[Text extract]:
_____
As the Tour Down Under really began to hot up, so did the weather. With temperatures predicted to exceed forty degrees celsius, the race organisers made the decision to shorten stage 3 of the race to a little more than 120km under the UCI’s Extreme Weather Protocol. While the stage would be reduced, this just meant the riders had to fit all the excitement into a shorter day. The BORA-hansgrohe riders worked hard to bring UCI World Champion, Peter Sagan, into position, who pushed through a tight finale to take fifth position in the sprint, while Jay McCarthy took every opportunity to find seconds in the GC race.
Making the safety of the riders their top priority, the race’s organisers made the decision to shorten the distance of today’s stage due to concerns about the heat. While the race would still start in Glenelg and finish in Victor Harbor, the stage would make just one pass of the final circuit, as opposed to the scheduled three. The now 120.5km stage would still challenge riders though – not only because of the heat. High winds would batter riders, and the day’s categorised climb, Pennys Hill Road, would feel like hitting a wall, with its 7.6% gradient. A flat finish meant the sprinters would again be battling it out – if they hadn’t suffered too much from the stage’s demands.
The Team Tactics
When there’s a possible sprint on the cards, all eyes turn to the UCI World Champion, Peter Sagan, and while the flat finale meant there was every chance the Slovak rider would be aiming to contest the win, with the race nearing its halfway point, the race for the GC was well and truly on as well. The Australian, Jay McCarthy, would be looking to strengthen his position in the overall standings, having started the day in fourth spot and with some tough stages to come.
_____
Location identification items:
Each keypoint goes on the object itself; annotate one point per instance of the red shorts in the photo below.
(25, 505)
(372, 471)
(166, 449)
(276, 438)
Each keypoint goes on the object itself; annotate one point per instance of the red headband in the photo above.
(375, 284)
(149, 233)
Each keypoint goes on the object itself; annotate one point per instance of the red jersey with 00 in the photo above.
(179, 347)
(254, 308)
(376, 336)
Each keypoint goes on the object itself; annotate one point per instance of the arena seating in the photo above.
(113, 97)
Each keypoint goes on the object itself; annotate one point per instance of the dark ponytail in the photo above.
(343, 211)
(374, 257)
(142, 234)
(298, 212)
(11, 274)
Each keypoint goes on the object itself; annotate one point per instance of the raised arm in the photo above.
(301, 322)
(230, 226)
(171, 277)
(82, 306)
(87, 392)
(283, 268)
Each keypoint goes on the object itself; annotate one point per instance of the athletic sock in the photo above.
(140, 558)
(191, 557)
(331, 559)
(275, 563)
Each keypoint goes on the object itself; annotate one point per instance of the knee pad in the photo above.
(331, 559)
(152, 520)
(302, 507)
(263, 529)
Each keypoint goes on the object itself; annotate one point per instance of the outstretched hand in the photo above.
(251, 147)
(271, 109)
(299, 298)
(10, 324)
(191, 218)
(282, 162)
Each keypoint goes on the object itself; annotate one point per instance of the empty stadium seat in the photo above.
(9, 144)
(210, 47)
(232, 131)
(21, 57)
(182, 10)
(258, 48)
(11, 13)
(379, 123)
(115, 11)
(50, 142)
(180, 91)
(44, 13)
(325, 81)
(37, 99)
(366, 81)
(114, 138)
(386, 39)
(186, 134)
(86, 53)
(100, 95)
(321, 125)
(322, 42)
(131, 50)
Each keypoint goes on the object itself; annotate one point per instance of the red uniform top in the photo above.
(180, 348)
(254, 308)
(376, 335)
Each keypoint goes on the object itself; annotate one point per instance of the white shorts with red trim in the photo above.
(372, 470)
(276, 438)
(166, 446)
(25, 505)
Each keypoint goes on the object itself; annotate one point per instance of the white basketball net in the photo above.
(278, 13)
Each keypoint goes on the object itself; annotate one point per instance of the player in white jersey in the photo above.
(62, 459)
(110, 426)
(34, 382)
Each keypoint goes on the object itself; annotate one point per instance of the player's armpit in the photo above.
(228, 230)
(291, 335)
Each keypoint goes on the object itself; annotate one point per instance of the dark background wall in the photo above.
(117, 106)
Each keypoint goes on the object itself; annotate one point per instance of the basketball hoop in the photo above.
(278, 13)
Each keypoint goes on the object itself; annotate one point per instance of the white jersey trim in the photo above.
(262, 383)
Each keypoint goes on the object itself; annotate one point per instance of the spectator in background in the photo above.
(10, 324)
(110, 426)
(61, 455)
_____
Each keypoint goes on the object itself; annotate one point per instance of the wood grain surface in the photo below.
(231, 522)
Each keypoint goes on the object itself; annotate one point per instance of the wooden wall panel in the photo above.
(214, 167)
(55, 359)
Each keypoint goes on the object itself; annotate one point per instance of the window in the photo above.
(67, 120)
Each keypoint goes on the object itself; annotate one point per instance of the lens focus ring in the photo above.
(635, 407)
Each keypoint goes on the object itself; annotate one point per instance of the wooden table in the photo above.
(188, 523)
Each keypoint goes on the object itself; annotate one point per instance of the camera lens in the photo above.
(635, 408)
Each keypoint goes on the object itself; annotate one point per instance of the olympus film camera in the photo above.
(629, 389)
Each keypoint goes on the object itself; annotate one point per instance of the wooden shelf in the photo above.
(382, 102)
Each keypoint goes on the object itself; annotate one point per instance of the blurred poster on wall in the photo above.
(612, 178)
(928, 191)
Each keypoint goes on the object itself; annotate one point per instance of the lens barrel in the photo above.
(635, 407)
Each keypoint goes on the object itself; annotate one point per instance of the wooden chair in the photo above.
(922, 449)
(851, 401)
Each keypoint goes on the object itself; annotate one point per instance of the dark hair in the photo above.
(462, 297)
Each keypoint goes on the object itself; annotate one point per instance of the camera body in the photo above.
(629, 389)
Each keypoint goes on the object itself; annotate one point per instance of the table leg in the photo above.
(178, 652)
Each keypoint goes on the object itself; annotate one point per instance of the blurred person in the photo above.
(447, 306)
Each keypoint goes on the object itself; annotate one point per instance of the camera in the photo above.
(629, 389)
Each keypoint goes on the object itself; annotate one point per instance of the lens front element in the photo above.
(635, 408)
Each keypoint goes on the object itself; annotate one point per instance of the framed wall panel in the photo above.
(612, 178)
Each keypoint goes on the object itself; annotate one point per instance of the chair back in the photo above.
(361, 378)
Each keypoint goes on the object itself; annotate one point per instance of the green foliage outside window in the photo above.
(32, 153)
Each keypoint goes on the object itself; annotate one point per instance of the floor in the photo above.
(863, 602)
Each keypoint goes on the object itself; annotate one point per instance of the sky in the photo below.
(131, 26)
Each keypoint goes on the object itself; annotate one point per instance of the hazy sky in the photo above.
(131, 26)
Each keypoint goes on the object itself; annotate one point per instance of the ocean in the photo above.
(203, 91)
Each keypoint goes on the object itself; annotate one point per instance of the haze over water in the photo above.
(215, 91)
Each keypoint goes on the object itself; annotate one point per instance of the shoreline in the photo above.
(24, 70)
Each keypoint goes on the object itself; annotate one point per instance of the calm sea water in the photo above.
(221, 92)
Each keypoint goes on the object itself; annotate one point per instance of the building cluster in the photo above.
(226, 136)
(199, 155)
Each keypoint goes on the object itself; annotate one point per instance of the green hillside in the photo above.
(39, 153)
_____
[Tasks to complete]:
1. Please translate this sentence from the Tour Down Under report into Spanish: "As the Tour Down Under really began to hot up, so did the weather."
2. Pick up the Tour Down Under report after its final sentence and carry it forward.
These records have no connection to the Tour Down Under report.

[Responses per task]:
1. A medida que el Tour Down Under empezaba realmente a calentarse, también lo hacía el tiempo.

2.
Undeterred by the high temperatures, the break went off early again, and quickly put some distance on the peloton. The escapees’ advantage pushed on past five minutes, at which point the peloton took action to make sure the break didn’t spoil the sprinters’ chance for victory – particularly important on a stage where the conditions could make the day’s outcome much more unpredictable. The increase in pace, as well as some attacks from the peloton for time bonuses, brought the gap down steadily, made easier by one of the two-man break dropping off. The catch made at 8km, the peloton looked on to the finale. High speeds strung out the peloton, and the course layout meant the finish was hard to judge. While Peter pushed hard in the sprint, he found himself boxed in, but worked hard to make the space to finish the day in fifth position.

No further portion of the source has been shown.